Exact copies of all the lines below are wanted, without a single picture.

Source data
╭──

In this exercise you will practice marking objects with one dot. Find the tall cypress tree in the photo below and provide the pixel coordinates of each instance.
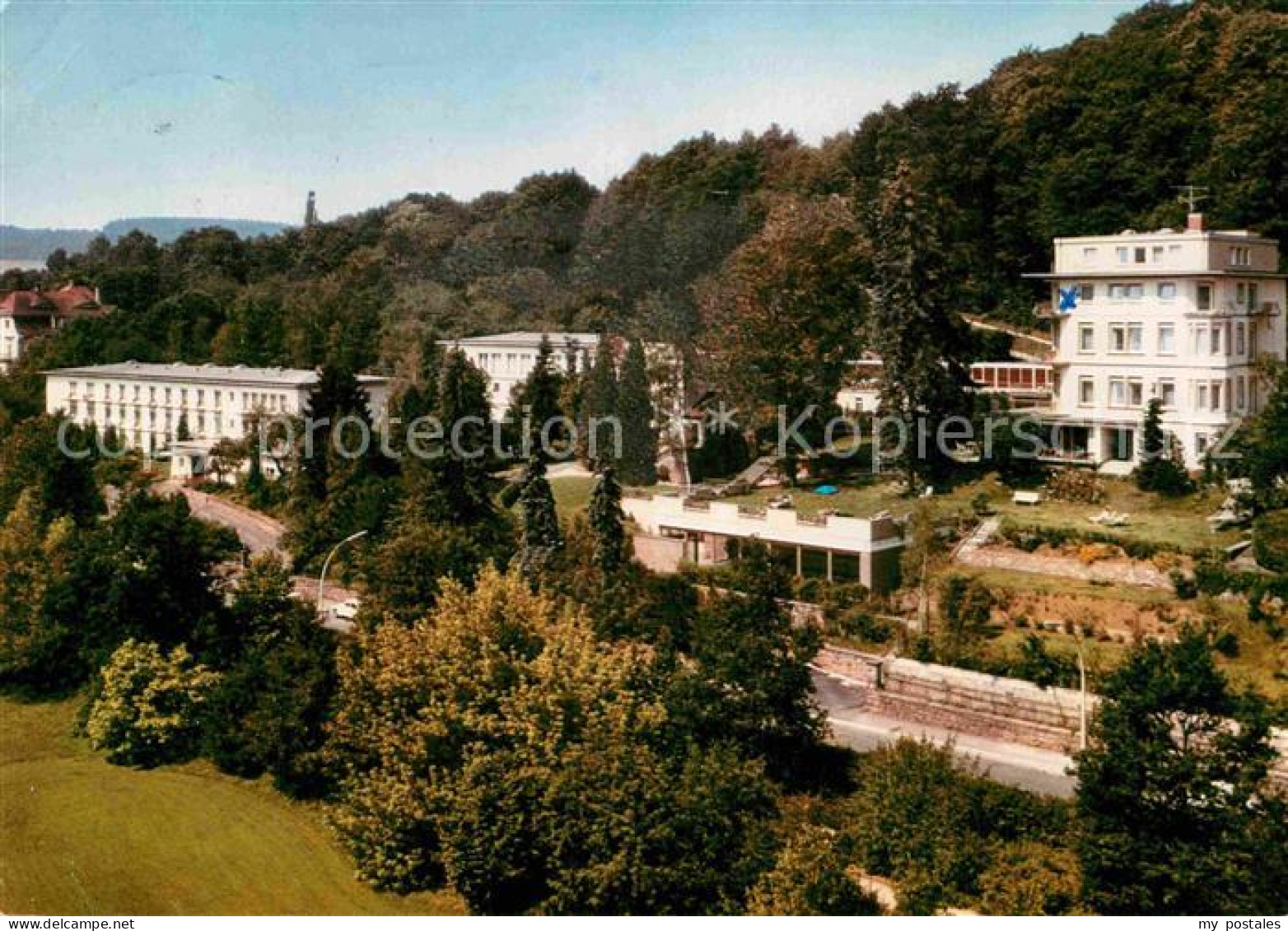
(600, 403)
(922, 340)
(607, 523)
(635, 410)
(338, 396)
(541, 538)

╰──

### Your solution
In this exercise you will practice marking objects with one dot. Find the tall cypress tree in the photo below and provide the pixel coordinates of each instance.
(600, 403)
(922, 340)
(607, 523)
(635, 410)
(338, 396)
(541, 538)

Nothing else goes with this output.